◆ Exercise task ◆
Format the material below as a Markdown table with two columns, Row and Line. Each row holds its number and one line of the material, and blank lines are omitted.

◆ Material for this exercise ◆
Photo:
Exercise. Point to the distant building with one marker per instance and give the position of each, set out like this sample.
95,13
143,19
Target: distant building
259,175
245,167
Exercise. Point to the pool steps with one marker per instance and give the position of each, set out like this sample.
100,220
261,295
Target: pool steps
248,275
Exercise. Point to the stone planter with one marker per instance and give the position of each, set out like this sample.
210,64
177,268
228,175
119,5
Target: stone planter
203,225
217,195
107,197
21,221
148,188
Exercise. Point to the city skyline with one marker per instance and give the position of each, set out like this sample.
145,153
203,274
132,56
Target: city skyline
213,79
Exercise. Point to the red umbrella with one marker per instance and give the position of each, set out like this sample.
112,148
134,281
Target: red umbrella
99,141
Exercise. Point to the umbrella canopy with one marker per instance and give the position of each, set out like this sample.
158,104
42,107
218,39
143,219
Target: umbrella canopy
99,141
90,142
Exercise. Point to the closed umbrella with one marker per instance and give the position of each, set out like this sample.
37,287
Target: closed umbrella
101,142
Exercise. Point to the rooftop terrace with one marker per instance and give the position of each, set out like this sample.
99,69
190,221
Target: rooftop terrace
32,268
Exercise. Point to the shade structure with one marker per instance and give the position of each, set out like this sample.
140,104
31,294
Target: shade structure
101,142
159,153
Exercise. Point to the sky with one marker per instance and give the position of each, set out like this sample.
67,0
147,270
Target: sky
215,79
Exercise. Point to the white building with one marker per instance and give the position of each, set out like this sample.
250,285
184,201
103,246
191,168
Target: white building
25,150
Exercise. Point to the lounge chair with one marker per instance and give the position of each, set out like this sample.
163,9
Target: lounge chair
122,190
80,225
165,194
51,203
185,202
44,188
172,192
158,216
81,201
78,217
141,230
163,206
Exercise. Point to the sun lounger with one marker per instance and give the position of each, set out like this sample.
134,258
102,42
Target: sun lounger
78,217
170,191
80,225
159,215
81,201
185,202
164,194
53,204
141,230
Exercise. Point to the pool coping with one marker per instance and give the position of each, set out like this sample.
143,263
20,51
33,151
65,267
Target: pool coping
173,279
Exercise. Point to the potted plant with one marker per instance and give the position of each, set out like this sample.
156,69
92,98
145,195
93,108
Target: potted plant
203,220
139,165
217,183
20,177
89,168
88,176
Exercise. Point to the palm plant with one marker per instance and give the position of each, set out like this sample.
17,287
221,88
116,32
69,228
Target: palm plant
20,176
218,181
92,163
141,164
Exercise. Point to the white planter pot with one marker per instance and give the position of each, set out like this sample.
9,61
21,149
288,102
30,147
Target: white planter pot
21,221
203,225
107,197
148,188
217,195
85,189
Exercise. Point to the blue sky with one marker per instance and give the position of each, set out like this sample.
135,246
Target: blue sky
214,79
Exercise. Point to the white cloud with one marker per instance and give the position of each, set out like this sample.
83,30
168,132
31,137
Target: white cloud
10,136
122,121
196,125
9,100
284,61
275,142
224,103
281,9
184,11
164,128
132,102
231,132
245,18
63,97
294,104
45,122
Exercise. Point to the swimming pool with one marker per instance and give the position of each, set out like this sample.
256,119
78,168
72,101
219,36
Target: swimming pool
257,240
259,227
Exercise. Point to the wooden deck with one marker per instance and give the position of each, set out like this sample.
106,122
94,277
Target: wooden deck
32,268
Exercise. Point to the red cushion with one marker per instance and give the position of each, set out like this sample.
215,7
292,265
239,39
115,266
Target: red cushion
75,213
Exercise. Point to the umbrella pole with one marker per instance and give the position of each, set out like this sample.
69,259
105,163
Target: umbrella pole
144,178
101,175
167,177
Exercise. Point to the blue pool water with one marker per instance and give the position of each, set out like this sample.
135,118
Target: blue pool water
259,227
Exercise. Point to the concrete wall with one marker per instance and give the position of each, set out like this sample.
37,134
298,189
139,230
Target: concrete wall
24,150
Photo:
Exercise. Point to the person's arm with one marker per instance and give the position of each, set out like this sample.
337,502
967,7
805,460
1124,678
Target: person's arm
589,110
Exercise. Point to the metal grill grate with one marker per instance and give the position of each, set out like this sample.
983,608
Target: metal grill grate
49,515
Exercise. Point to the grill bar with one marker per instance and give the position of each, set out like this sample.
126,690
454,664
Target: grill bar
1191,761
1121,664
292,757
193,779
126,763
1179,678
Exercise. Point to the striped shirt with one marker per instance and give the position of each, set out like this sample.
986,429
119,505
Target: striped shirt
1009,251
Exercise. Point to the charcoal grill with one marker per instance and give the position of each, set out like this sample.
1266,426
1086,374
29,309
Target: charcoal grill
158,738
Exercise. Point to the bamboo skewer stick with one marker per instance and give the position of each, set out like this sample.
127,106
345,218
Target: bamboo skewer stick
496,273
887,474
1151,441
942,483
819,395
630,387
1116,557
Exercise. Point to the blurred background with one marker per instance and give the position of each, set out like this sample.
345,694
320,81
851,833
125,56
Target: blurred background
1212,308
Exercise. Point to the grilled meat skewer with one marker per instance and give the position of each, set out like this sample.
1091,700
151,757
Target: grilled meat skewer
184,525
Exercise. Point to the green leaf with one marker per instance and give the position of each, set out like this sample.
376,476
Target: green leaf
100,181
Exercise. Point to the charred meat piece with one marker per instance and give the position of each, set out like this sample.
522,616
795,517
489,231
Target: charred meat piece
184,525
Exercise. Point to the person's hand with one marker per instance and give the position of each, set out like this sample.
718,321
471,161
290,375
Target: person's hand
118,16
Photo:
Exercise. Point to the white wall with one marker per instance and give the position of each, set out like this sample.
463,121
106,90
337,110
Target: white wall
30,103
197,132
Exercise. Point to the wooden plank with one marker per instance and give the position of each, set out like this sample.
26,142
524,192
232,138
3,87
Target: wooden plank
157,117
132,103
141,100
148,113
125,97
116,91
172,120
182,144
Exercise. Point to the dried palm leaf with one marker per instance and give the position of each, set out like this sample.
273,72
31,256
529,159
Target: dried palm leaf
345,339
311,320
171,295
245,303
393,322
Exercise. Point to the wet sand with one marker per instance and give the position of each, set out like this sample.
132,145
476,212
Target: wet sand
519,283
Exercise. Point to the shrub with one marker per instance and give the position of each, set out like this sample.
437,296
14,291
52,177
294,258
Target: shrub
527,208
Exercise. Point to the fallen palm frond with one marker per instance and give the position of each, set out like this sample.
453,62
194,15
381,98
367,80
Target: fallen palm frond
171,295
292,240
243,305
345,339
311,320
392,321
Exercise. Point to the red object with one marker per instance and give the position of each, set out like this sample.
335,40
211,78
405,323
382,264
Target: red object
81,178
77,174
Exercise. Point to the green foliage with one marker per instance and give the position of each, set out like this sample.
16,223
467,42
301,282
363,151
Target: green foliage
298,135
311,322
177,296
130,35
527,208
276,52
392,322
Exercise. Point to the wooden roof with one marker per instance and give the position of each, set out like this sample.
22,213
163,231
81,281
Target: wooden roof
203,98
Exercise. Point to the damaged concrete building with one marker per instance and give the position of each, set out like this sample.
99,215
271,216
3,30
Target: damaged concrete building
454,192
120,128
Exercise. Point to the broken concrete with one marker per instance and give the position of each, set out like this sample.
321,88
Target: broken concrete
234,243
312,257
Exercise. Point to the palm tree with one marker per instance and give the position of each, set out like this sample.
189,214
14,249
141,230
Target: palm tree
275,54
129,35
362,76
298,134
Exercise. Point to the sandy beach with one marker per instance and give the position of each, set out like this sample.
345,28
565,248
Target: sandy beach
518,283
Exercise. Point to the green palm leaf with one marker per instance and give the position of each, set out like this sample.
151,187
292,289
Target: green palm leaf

◆ Complete output ◆
| Row | Line |
|---|---|
| 1 | Photo: |
| 2 | Exercise. Point to the distant building with one marker per instance and give the position of each, set out like this sample. |
| 3 | 95,13 |
| 4 | 143,19 |
| 5 | Target: distant building |
| 6 | 259,175 |
| 7 | 245,167 |
| 8 | Exercise. Point to the pool steps with one marker per instance and give the position of each, set out like this sample. |
| 9 | 100,220 |
| 10 | 261,295 |
| 11 | Target: pool steps |
| 12 | 248,275 |
| 13 | Exercise. Point to the stone planter with one marker per instance and give the position of each, set out like this sample. |
| 14 | 210,64 |
| 15 | 177,268 |
| 16 | 228,175 |
| 17 | 119,5 |
| 18 | Target: stone planter |
| 19 | 203,225 |
| 20 | 217,195 |
| 21 | 107,197 |
| 22 | 21,221 |
| 23 | 148,188 |
| 24 | Exercise. Point to the city skyline with one marker per instance and give the position of each, set out like this sample. |
| 25 | 145,153 |
| 26 | 203,274 |
| 27 | 132,56 |
| 28 | Target: city skyline |
| 29 | 213,79 |
| 30 | Exercise. Point to the red umbrella with one marker per instance and give the position of each, set out like this sample. |
| 31 | 112,148 |
| 32 | 134,281 |
| 33 | Target: red umbrella |
| 34 | 99,141 |
| 35 | Exercise. Point to the umbrella canopy with one marker per instance and give the position of each, set out like this sample. |
| 36 | 158,104 |
| 37 | 42,107 |
| 38 | 218,39 |
| 39 | 143,219 |
| 40 | Target: umbrella canopy |
| 41 | 99,141 |
| 42 | 90,142 |
| 43 | Exercise. Point to the closed umbrella with one marker per instance and give the position of each, set out like this sample. |
| 44 | 37,287 |
| 45 | Target: closed umbrella |
| 46 | 101,142 |
| 47 | Exercise. Point to the rooftop terrace with one marker per instance and give the position of each, set out like this sample. |
| 48 | 99,69 |
| 49 | 190,221 |
| 50 | Target: rooftop terrace |
| 51 | 32,268 |
| 52 | Exercise. Point to the shade structure with one marker per instance and give the position of each, set out like this sample. |
| 53 | 140,104 |
| 54 | 31,294 |
| 55 | Target: shade structure |
| 56 | 101,142 |
| 57 | 159,153 |
| 58 | Exercise. Point to the sky with one marker per instance and give the position of each, set out like this sample. |
| 59 | 67,0 |
| 60 | 147,270 |
| 61 | Target: sky |
| 62 | 215,79 |
| 63 | Exercise. Point to the white building with one marker per instance and give the position of each, set out like this sample. |
| 64 | 250,285 |
| 65 | 184,201 |
| 66 | 103,246 |
| 67 | 191,168 |
| 68 | Target: white building |
| 69 | 25,150 |
| 70 | Exercise. Point to the lounge chair with one marker per instance and give the position of each, set out like this sample. |
| 71 | 163,9 |
| 72 | Target: lounge chair |
| 73 | 122,190 |
| 74 | 80,225 |
| 75 | 165,194 |
| 76 | 51,203 |
| 77 | 185,202 |
| 78 | 44,188 |
| 79 | 172,192 |
| 80 | 158,216 |
| 81 | 81,201 |
| 82 | 78,217 |
| 83 | 141,230 |
| 84 | 163,206 |
| 85 | Exercise. Point to the sun lounger with one marker per instance and give the position of each, set out like this sample. |
| 86 | 134,258 |
| 87 | 102,42 |
| 88 | Target: sun lounger |
| 89 | 78,217 |
| 90 | 170,191 |
| 91 | 80,225 |
| 92 | 159,215 |
| 93 | 81,201 |
| 94 | 185,202 |
| 95 | 164,194 |
| 96 | 53,204 |
| 97 | 141,230 |
| 98 | Exercise. Point to the pool coping with one marker per instance and give the position of each, set out like this sample. |
| 99 | 143,263 |
| 100 | 20,51 |
| 101 | 33,151 |
| 102 | 65,267 |
| 103 | Target: pool coping |
| 104 | 173,279 |
| 105 | Exercise. Point to the potted plant with one marker per instance and give the position of each, set out like this sample. |
| 106 | 156,69 |
| 107 | 92,98 |
| 108 | 145,195 |
| 109 | 93,108 |
| 110 | Target: potted plant |
| 111 | 203,220 |
| 112 | 139,165 |
| 113 | 217,183 |
| 114 | 20,177 |
| 115 | 89,168 |
| 116 | 88,176 |
| 117 | Exercise. Point to the palm plant with one marker per instance and give the position of each, set out like this sample. |
| 118 | 17,287 |
| 119 | 221,88 |
| 120 | 116,32 |
| 121 | 69,228 |
| 122 | Target: palm plant |
| 123 | 20,176 |
| 124 | 218,181 |
| 125 | 92,163 |
| 126 | 141,164 |
| 127 | Exercise. Point to the white planter pot with one marker per instance and give the position of each, set out like this sample. |
| 128 | 9,61 |
| 129 | 21,149 |
| 130 | 288,102 |
| 131 | 30,147 |
| 132 | Target: white planter pot |
| 133 | 21,221 |
| 134 | 203,225 |
| 135 | 107,197 |
| 136 | 148,188 |
| 137 | 217,195 |
| 138 | 85,189 |
| 139 | Exercise. Point to the blue sky with one marker per instance and give the position of each, set out like this sample. |
| 140 | 135,246 |
| 141 | Target: blue sky |
| 142 | 214,79 |
| 143 | Exercise. Point to the white cloud with one marker per instance and give the position of each, set out like this sample. |
| 144 | 83,30 |
| 145 | 168,132 |
| 146 | 31,137 |
| 147 | Target: white cloud |
| 148 | 10,136 |
| 149 | 122,121 |
| 150 | 196,125 |
| 151 | 9,100 |
| 152 | 284,61 |
| 153 | 275,142 |
| 154 | 224,103 |
| 155 | 281,9 |
| 156 | 184,11 |
| 157 | 164,128 |
| 158 | 132,102 |
| 159 | 231,132 |
| 160 | 245,18 |
| 161 | 63,97 |
| 162 | 294,104 |
| 163 | 45,122 |
| 164 | Exercise. Point to the swimming pool with one marker per instance and give the position of each, set out like this sample. |
| 165 | 256,119 |
| 166 | 78,168 |
| 167 | 72,101 |
| 168 | 219,36 |
| 169 | Target: swimming pool |
| 170 | 257,240 |
| 171 | 259,227 |
| 172 | Exercise. Point to the wooden deck with one marker per instance and give the position of each, set out like this sample. |
| 173 | 106,122 |
| 174 | 94,277 |
| 175 | Target: wooden deck |
| 176 | 32,268 |
| 177 | Exercise. Point to the red cushion with one marker per instance and give the position of each, set out like this sample. |
| 178 | 215,7 |
| 179 | 292,265 |
| 180 | 239,39 |
| 181 | 115,266 |
| 182 | Target: red cushion |
| 183 | 75,213 |
| 184 | Exercise. Point to the umbrella pole with one marker per instance and give the position of each, set out like this sample. |
| 185 | 69,259 |
| 186 | 105,163 |
| 187 | Target: umbrella pole |
| 188 | 144,178 |
| 189 | 101,175 |
| 190 | 167,177 |
| 191 | Exercise. Point to the blue pool water with one marker per instance and give the position of each, set out like this sample. |
| 192 | 135,118 |
| 193 | Target: blue pool water |
| 194 | 259,227 |
| 195 | Exercise. Point to the concrete wall with one marker per instance and give the position of each, set out like this sample. |
| 196 | 37,134 |
| 197 | 298,189 |
| 198 | 139,230 |
| 199 | Target: concrete wall |
| 200 | 24,150 |
| 201 | Photo: |
| 202 | Exercise. Point to the person's arm with one marker per instance and give the position of each, set out like this sample. |
| 203 | 337,502 |
| 204 | 967,7 |
| 205 | 805,460 |
| 206 | 1124,678 |
| 207 | Target: person's arm |
| 208 | 589,110 |
| 209 | Exercise. Point to the metal grill grate with one marker per instance and give the position of each, set out like this sample. |
| 210 | 983,608 |
| 211 | Target: metal grill grate |
| 212 | 49,515 |
| 213 | Exercise. Point to the grill bar with one marker per instance and give the position of each, set out like this sample. |
| 214 | 126,690 |
| 215 | 454,664 |
| 216 | Target: grill bar |
| 217 | 1191,761 |
| 218 | 1121,664 |
| 219 | 292,757 |
| 220 | 193,779 |
| 221 | 126,763 |
| 222 | 1179,678 |
| 223 | Exercise. Point to the striped shirt with one marker per instance and give the position of each, set out like this sample. |
| 224 | 986,429 |
| 225 | 119,505 |
| 226 | Target: striped shirt |
| 227 | 1009,251 |
| 228 | Exercise. Point to the charcoal grill with one marker per instance and give the position of each, set out like this sample. |
| 229 | 1266,426 |
| 230 | 1086,374 |
| 231 | 29,309 |
| 232 | Target: charcoal grill |
| 233 | 158,738 |
| 234 | Exercise. Point to the bamboo skewer stick with one marker per instance and give the position of each, set out like this sample. |
| 235 | 127,106 |
| 236 | 345,218 |
| 237 | Target: bamboo skewer stick |
| 238 | 496,273 |
| 239 | 887,474 |
| 240 | 1151,441 |
| 241 | 942,483 |
| 242 | 819,395 |
| 243 | 630,387 |
| 244 | 1116,557 |
| 245 | Exercise. Point to the blurred background with one marker per instance and give the position of each, set out like this sample. |
| 246 | 345,694 |
| 247 | 320,81 |
| 248 | 851,833 |
| 249 | 125,56 |
| 250 | Target: blurred background |
| 251 | 1212,308 |
| 252 | Exercise. Point to the grilled meat skewer with one marker per instance and give the position of each, set out like this sample. |
| 253 | 1091,700 |
| 254 | 151,757 |
| 255 | Target: grilled meat skewer |
| 256 | 184,525 |
| 257 | Exercise. Point to the green leaf with one marker per instance and give the position of each, set out like this sample. |
| 258 | 376,476 |
| 259 | Target: green leaf |
| 260 | 100,181 |
| 261 | Exercise. Point to the charred meat piece with one marker per instance and give the position of each, set out like this sample. |
| 262 | 522,616 |
| 263 | 795,517 |
| 264 | 489,231 |
| 265 | Target: charred meat piece |
| 266 | 184,525 |
| 267 | Exercise. Point to the person's hand with one marker per instance and give the position of each, set out like this sample. |
| 268 | 718,321 |
| 269 | 471,161 |
| 270 | 290,375 |
| 271 | Target: person's hand |
| 272 | 118,16 |
| 273 | Photo: |
| 274 | Exercise. Point to the white wall with one marker per instance and give the position of each, set out like this sample. |
| 275 | 463,121 |
| 276 | 106,90 |
| 277 | 337,110 |
| 278 | Target: white wall |
| 279 | 30,103 |
| 280 | 197,132 |
| 281 | Exercise. Point to the wooden plank with one marker per instance and give the position of each, set out like this sample. |
| 282 | 26,142 |
| 283 | 524,192 |
| 284 | 232,138 |
| 285 | 3,87 |
| 286 | Target: wooden plank |
| 287 | 157,117 |
| 288 | 132,103 |
| 289 | 141,100 |
| 290 | 148,113 |
| 291 | 125,97 |
| 292 | 116,91 |
| 293 | 172,120 |
| 294 | 182,144 |
| 295 | Exercise. Point to the dried palm leaf with one marker per instance and give the position of each, set out like this sample. |
| 296 | 273,72 |
| 297 | 31,256 |
| 298 | 529,159 |
| 299 | Target: dried palm leaf |
| 300 | 345,339 |
| 301 | 311,320 |
| 302 | 171,295 |
| 303 | 245,303 |
| 304 | 393,322 |
| 305 | Exercise. Point to the wet sand with one marker per instance and give the position of each, set out like this sample. |
| 306 | 132,145 |
| 307 | 476,212 |
| 308 | Target: wet sand |
| 309 | 519,283 |
| 310 | Exercise. Point to the shrub with one marker per instance and give the position of each, set out like this sample. |
| 311 | 437,296 |
| 312 | 14,291 |
| 313 | 52,177 |
| 314 | 294,258 |
| 315 | Target: shrub |
| 316 | 527,208 |
| 317 | Exercise. Point to the fallen palm frond with one marker per instance and give the position of each, set out like this sample. |
| 318 | 453,62 |
| 319 | 194,15 |
| 320 | 381,98 |
| 321 | 367,80 |
| 322 | Target: fallen palm frond |
| 323 | 171,295 |
| 324 | 292,240 |
| 325 | 243,305 |
| 326 | 345,339 |
| 327 | 311,320 |
| 328 | 392,321 |
| 329 | Exercise. Point to the red object with one marker per instance and give the position of each, set out like this sample. |
| 330 | 335,40 |
| 331 | 211,78 |
| 332 | 405,323 |
| 333 | 382,264 |
| 334 | Target: red object |
| 335 | 81,178 |
| 336 | 77,174 |
| 337 | Exercise. Point to the green foliage with one marker per instance and give the position of each, set out like this sample. |
| 338 | 16,223 |
| 339 | 467,42 |
| 340 | 301,282 |
| 341 | 363,151 |
| 342 | Target: green foliage |
| 343 | 298,135 |
| 344 | 311,322 |
| 345 | 177,296 |
| 346 | 130,35 |
| 347 | 527,208 |
| 348 | 276,52 |
| 349 | 392,322 |
| 350 | Exercise. Point to the wooden roof with one marker per instance and give the position of each, set out like this sample. |
| 351 | 22,213 |
| 352 | 163,231 |
| 353 | 81,281 |
| 354 | Target: wooden roof |
| 355 | 203,98 |
| 356 | Exercise. Point to the damaged concrete building with one marker per instance and give the position of each, set out like this sample. |
| 357 | 99,215 |
| 358 | 271,216 |
| 359 | 3,30 |
| 360 | Target: damaged concrete building |
| 361 | 454,192 |
| 362 | 120,128 |
| 363 | Exercise. Point to the broken concrete with one marker per instance and give the position of each, set out like this sample. |
| 364 | 321,88 |
| 365 | Target: broken concrete |
| 366 | 234,243 |
| 367 | 312,257 |
| 368 | Exercise. Point to the palm tree with one marker per instance and give the position of each, set out like this sample. |
| 369 | 189,214 |
| 370 | 14,249 |
| 371 | 141,230 |
| 372 | Target: palm tree |
| 373 | 275,54 |
| 374 | 129,35 |
| 375 | 362,76 |
| 376 | 298,134 |
| 377 | Exercise. Point to the sandy beach with one marker per instance and give the position of each, set out like this sample. |
| 378 | 345,28 |
| 379 | 565,248 |
| 380 | Target: sandy beach |
| 381 | 518,283 |
| 382 | Exercise. Point to the green palm leaf with one marker per instance and give the position of each, set out like this sample. |
| 383 | 151,187 |
| 384 | 292,289 |
| 385 | Target: green palm leaf |